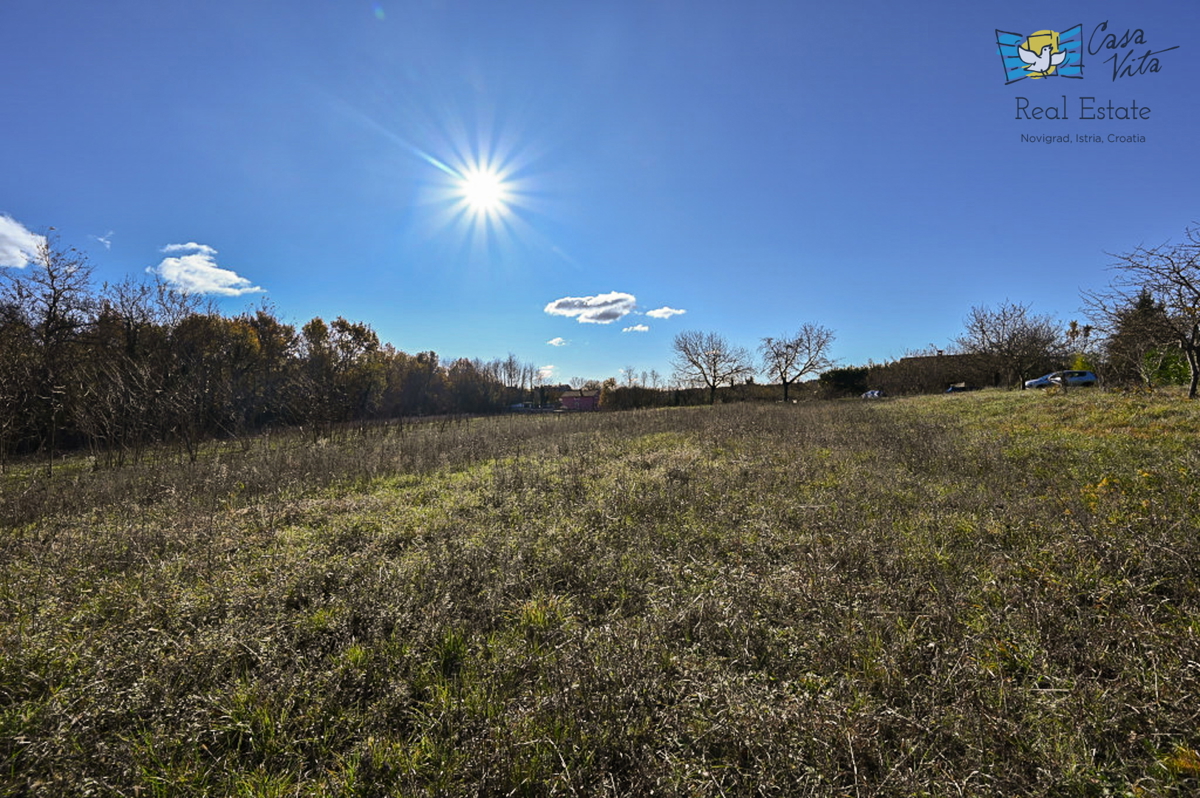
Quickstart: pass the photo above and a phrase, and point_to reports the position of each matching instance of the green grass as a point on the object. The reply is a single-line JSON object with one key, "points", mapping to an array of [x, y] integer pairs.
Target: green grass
{"points": [[985, 594]]}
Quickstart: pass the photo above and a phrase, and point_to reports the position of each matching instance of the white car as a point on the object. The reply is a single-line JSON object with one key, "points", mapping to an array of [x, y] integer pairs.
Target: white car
{"points": [[1072, 378]]}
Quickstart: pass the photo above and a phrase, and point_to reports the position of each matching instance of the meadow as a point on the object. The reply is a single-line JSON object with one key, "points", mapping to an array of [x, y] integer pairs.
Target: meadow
{"points": [[981, 594]]}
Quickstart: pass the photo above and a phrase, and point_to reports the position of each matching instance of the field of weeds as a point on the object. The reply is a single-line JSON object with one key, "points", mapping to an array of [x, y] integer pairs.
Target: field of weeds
{"points": [[989, 594]]}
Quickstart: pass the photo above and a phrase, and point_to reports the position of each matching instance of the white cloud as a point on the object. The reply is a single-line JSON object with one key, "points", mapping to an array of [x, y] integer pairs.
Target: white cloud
{"points": [[18, 246], [197, 273], [603, 309], [203, 249]]}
_ _ _ _ _
▶ **Required task**
Rewrite the material as a numbered list, from the line containing "of the field" through the end of the material, and omit any blank lines.

▶ **Result**
1. Quickstart: pass the photo above and a phrase, and point_to reports the position of each matching instance of the field of weeds as a point on the object. The reply is a single-line JSON object with one key, "points", mapping to an array of [x, y] integer pairs.
2. Target: field of weeds
3. {"points": [[989, 594]]}
4. Quickstart: pass the photo above and a phrase, and point_to reports the position of each matching instance of the white cloud as a point on the object. The reply is a single-line JSON object with one key, "points", mapping to an array of [x, y] integer pairs.
5. Target: white cloud
6. {"points": [[18, 246], [197, 273], [603, 309], [203, 249]]}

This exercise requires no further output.